Hemen her bir sahabenin dikkat çeken bir özelliği bulunuyor. Bunlar hadislerle bizler kadar ulaşmış. Sahabeleri tanımak adına bunları araştırıyor. Peki Uhud'da elinde kılıcıyla Peygamberi savunan kadın sahabe kimdir? İşte Uhud'da elinde kılıcıyla Peygamberi savunan kadın sahabe Ümmü Ümâre ve hayatı...
Medineli Müslümanlar, Peygamberimize ve ona iman edenlere kucak açmışlardı. Onları bağırlarına basmak için sabırsızlanıyorlardı. 2’si kadın 75 kişi, Resûlullah ile görüşmek, onu Medine’ye davet etmek gayesiyle Akabe’ye geldiler. İşte, bu iki kadından birisi, asıl ismi “Nesîbe” olan Ümmü Ümâre idi.
Ümmü Ümâre (r.a.), Peygamberimizin Medine’ye İslamiyet’i öğretmek için gönderdiği Mus’ab bin Ümeyir (r.a.) vasıtasıyla Müslüman olmuştu. Kuvvetli bir imana sahipti. Allah ve Resûl’ü yolunda hayatını ortaya koymaktan çekinmezdi. Nitekim Uhud Savaşı’nın en şiddetli ânında vücudunu Resûlullah’a (a.s.m.) siper etmiş, örnek kahramanlığıyla ismini tarihe altın harflerle yazdırmıştı. Hadiseyi kendisinden dinleyelim:
“Uhud’a gitmiştim. Müslümanlar ne yapıyor bir bakayım, diye düşünmüştüm. Yanımda su da vardı. Resûlullah’ın yanına kadar yaklaştım. Sahabilerin arasındaydı. Galibiyet Müslümanlardaydı. Fakat çok geçmeden mağlup duruma düştüler. Resûlullah’ın etrafındaki sahabiler ya dağılıyorlar veya şehit oluyorlardı. Etrafında çok az kimse kalmıştı.

=-=-=-=-=

Aşağıdakileri tamamlayın |
1. Ümmü Ümâre hakkındaki metinde adı geçen bütün yerleri sıralayın.
2. Ümmü Ümâre hakkındaki metni bıraktığı noktadan devam ettirin.

Verilen malzeme |
=-=-=-=-=

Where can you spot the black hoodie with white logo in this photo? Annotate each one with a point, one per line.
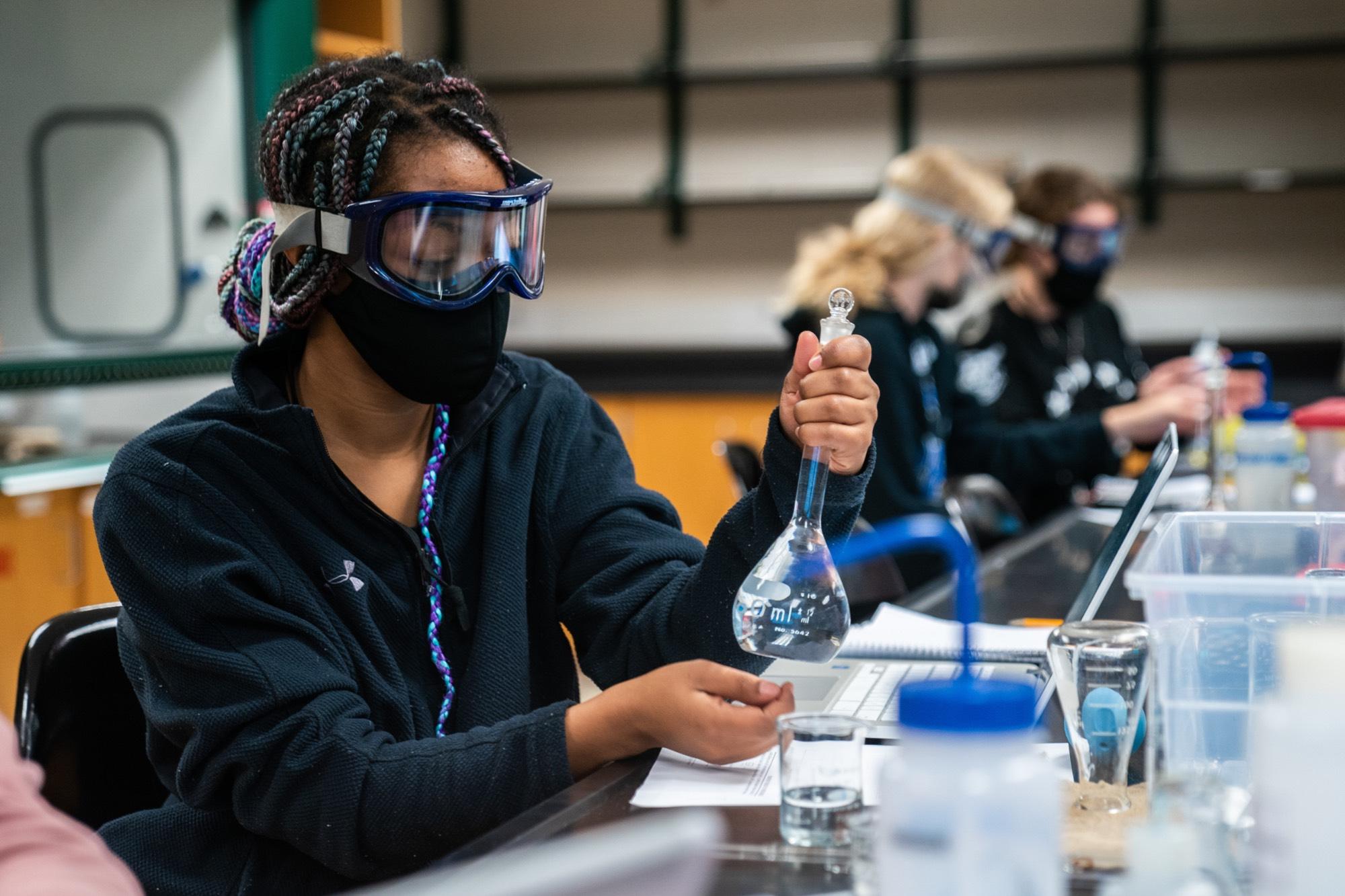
(275, 623)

=-=-=-=-=

Yanıtlar |
1. Uhud, Medine, Akabe

2.
“Resûlullah’a bir zarar gelmesinden endişe duydum! Hemen yetiştim. Müşriklere karşı savaşmaya başladım. Kılıçla, okla müşrikleri Resûlullah’tan uzaklaştırıyordum. Bu arada yaralandım.
“Resûlullah’ın yanında 10 kişi kalmıştı. Ben, oğullarım ve beyim, Resûlullah’ın önünde müşriklerle çarpışıyor, onları uzaklaştırmaya çalışıyorduk. Resûlullah yanımda kalkan olmadığını gördü. Kalkanı olan birine, ‘Ey kalkan sahibi, kalkanını savaşana bırak!’ buyurdu. Ben o kalkanı alıp kendimi korumaya başladım.
“Derken, bir süvari bana vurdu. Kalkanımla korundum. Hemen ardından atının ayaklarına kılıçla vurdum. At, sırtının üzerine yıkıldı. Adam düştü. Resûlullah bunu görünce oğluma, ‘Ey Ümmü Ümâre’nin oğlu, annene yardım et!’ buyurdu.”
Savaş bu minval üzere devam ediyordu. Nesîbe Hatun, Resûlullah’ın etrafında âdeta bir pervane olmuştu. Dönüp duruyordu. Peygamberimiz savaş sonrasında, “Uhud Günü sağıma soluma döndükçe hep Ümmü Ümâre’yi yanı başımda çarpışırken görüyordum.” buyurarak onun bu fedakârlığını takdir etmişti.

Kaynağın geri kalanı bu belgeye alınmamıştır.